Stored records:
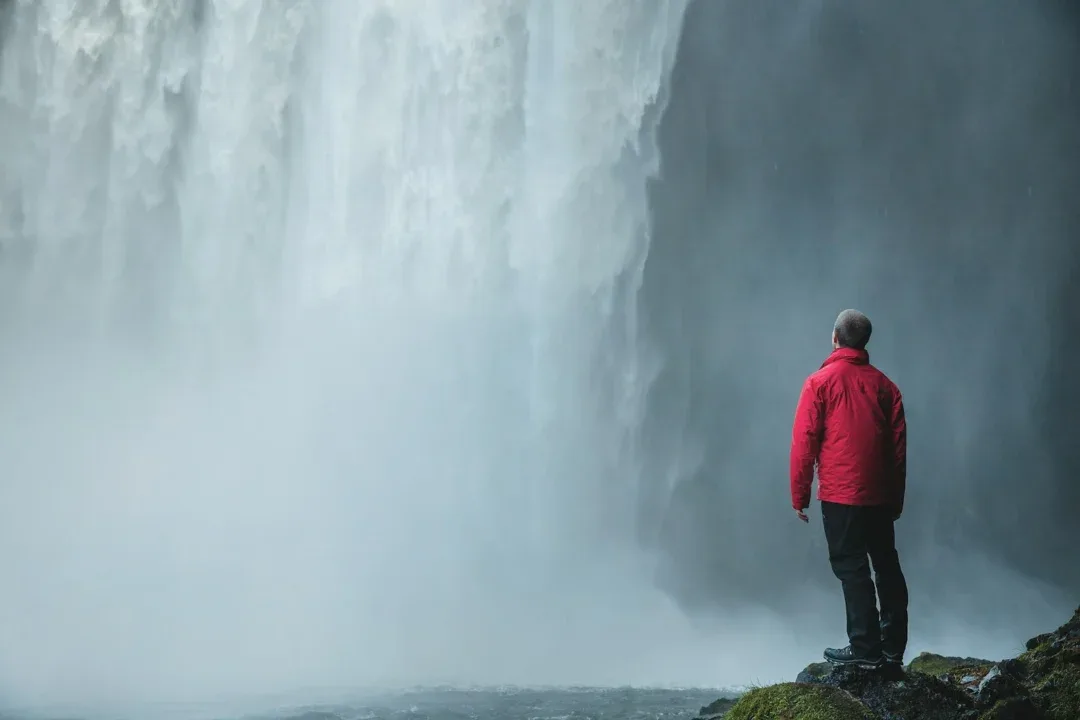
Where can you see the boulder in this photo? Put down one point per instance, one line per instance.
(798, 701)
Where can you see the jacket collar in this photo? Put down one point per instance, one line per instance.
(848, 355)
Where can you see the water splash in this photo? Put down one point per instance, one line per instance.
(320, 339)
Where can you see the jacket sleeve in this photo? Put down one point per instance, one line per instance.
(899, 449)
(806, 442)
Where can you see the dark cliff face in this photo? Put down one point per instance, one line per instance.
(919, 161)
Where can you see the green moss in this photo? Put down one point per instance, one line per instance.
(795, 701)
(717, 708)
(954, 668)
(1014, 708)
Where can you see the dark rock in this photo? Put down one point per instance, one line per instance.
(895, 694)
(798, 701)
(716, 709)
(1016, 708)
(1042, 683)
(1001, 683)
(814, 673)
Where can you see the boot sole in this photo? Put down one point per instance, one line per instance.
(862, 664)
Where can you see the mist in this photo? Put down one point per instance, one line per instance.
(349, 345)
(917, 161)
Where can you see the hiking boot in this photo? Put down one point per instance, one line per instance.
(847, 657)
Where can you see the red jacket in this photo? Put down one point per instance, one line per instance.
(850, 421)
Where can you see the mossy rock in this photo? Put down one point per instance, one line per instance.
(798, 701)
(814, 673)
(964, 671)
(893, 694)
(716, 709)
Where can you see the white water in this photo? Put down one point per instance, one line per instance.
(319, 350)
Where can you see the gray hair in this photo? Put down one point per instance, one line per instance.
(852, 329)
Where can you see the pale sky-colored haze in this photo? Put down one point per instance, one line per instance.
(336, 350)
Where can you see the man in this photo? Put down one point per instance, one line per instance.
(850, 422)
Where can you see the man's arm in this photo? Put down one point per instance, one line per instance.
(806, 440)
(899, 451)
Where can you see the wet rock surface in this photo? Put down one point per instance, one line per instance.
(1042, 683)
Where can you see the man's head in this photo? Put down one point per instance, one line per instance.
(852, 329)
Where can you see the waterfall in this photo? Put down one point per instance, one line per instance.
(319, 336)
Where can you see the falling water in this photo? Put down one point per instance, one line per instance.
(320, 358)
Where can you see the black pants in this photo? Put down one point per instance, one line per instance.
(858, 537)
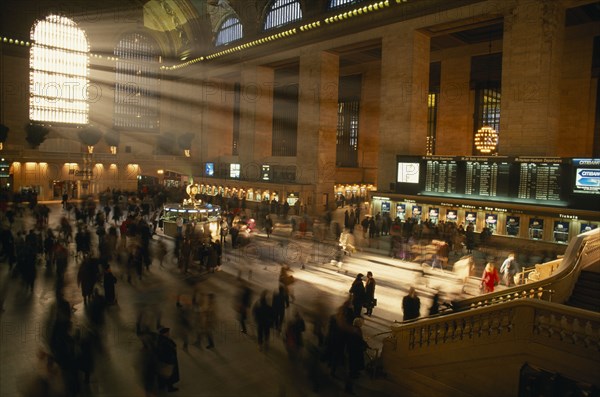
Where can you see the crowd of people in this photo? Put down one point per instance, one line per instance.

> _Stated goal_
Rewrite the records from the line with "Where can you see the waterfall" to the end of the records, including those requests, adding 30 to every number in the point coordinates. Leave the pictures out of your answer.

> _Solved problem_
Where can you see the waterfall in this photo? Put down one point per instance, one line per instance.
(349, 366)
Where can you see the falling water in this photo? Put down one point per instance, one line per instance.
(350, 388)
Where can you see the black pants in this photo? Put down one point per instance, one line per instance.
(888, 567)
Where can you see the crowd of people in this photo? Put down one point per instance, one line per instance.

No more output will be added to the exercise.